**TASK INSTRUCTIONS**
According to the text on tuning site navigation and content, in what form should a campus map be offered to remote searchers?

**PROVIDED TEXT**
Tune Your Site Navigation
A large number of searches for a given topic may be a sign that it's hard for customers to find the item by browsing. You may want to see if these popular items need more prominent placement in the site's browsing view.
But don't take search popularity alone as a sign of failure; if a lot of people search for "campus map" and you deliver what they need, pat yourself on the back.
Tune Your Content
Sometimes we find that a lot of people search for something, but there simply isn't any content online that matches what they seek. Then it's time to talk to the Webmaster or the Web content team about preparing and posting the missing content. In a large enterprise, such as a university or a corporation, this may take a while: you've got to find the person who "owns" the content area, and you have to persuade them to add the content that your log analysis information demonstrates what people are seeking.
Or maybe you have content, but perhaps it isn't in the right form. If a lot of people remotely are searching for a campus map, maybe you should be sure to offer a readable map as a PDF that will print on single sheet of 8.5 X 11 paper. (You'd be surprised how many universities offer online maps that are cut-up copies of large fold-out maps-totally useless to the remote would-be visitor.) If a lot of people locally want to know where they can pick up a paper map, maybe you need a page giving the person just that information on that basic point.

**COLLECTED MATERIAL**

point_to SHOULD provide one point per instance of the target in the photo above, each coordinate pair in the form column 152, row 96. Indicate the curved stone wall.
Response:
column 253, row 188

**RESULT FOR THIS EXERCISE**
As a readable PDF that prints on a single sheet of 8.5 X 11 paper.